Entries taken from a collection:
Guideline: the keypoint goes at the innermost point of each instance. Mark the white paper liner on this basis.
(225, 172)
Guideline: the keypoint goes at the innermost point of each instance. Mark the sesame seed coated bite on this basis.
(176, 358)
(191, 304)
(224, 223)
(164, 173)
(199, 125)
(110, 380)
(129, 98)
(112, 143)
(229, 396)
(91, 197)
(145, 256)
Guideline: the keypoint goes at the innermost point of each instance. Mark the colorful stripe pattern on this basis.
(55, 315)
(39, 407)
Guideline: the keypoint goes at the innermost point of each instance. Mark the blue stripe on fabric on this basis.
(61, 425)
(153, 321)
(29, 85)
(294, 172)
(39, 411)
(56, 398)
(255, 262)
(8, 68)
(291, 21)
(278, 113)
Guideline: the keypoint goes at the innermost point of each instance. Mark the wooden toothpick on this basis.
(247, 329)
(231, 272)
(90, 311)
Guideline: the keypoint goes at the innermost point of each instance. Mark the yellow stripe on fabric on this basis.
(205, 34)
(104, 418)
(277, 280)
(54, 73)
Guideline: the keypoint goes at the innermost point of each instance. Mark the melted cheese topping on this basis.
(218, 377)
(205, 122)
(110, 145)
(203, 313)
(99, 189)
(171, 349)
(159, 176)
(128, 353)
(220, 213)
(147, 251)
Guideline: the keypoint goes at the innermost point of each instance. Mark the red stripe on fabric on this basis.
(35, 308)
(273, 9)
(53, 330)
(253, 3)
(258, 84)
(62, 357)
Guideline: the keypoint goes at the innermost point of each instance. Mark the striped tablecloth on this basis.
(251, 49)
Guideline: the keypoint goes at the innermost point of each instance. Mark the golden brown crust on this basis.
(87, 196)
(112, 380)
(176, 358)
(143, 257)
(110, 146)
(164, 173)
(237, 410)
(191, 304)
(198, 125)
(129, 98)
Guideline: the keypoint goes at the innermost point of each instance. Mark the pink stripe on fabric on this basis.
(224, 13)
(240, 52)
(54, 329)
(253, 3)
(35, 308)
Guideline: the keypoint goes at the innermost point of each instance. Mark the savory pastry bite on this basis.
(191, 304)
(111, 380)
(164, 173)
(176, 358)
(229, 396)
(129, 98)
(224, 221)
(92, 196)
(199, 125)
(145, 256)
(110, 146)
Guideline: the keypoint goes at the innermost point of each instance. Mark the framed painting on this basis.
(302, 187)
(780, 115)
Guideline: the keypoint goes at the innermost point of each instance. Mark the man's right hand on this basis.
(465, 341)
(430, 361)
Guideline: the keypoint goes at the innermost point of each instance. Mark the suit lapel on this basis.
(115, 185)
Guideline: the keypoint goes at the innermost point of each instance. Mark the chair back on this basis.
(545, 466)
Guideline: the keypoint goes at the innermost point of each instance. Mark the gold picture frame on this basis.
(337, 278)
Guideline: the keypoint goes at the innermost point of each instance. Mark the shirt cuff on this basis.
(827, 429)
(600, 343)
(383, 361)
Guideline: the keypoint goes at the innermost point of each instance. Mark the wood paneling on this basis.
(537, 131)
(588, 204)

(Task goal) What is needed is an exact printout of every line from the one with "paneling on this basis." through the end of the data, including both, and nothing more.

(Solution to this exercise)
Guideline: the keypoint goes at the innermost point of each instance. Mark the wood paneling on this basis.
(537, 131)
(588, 204)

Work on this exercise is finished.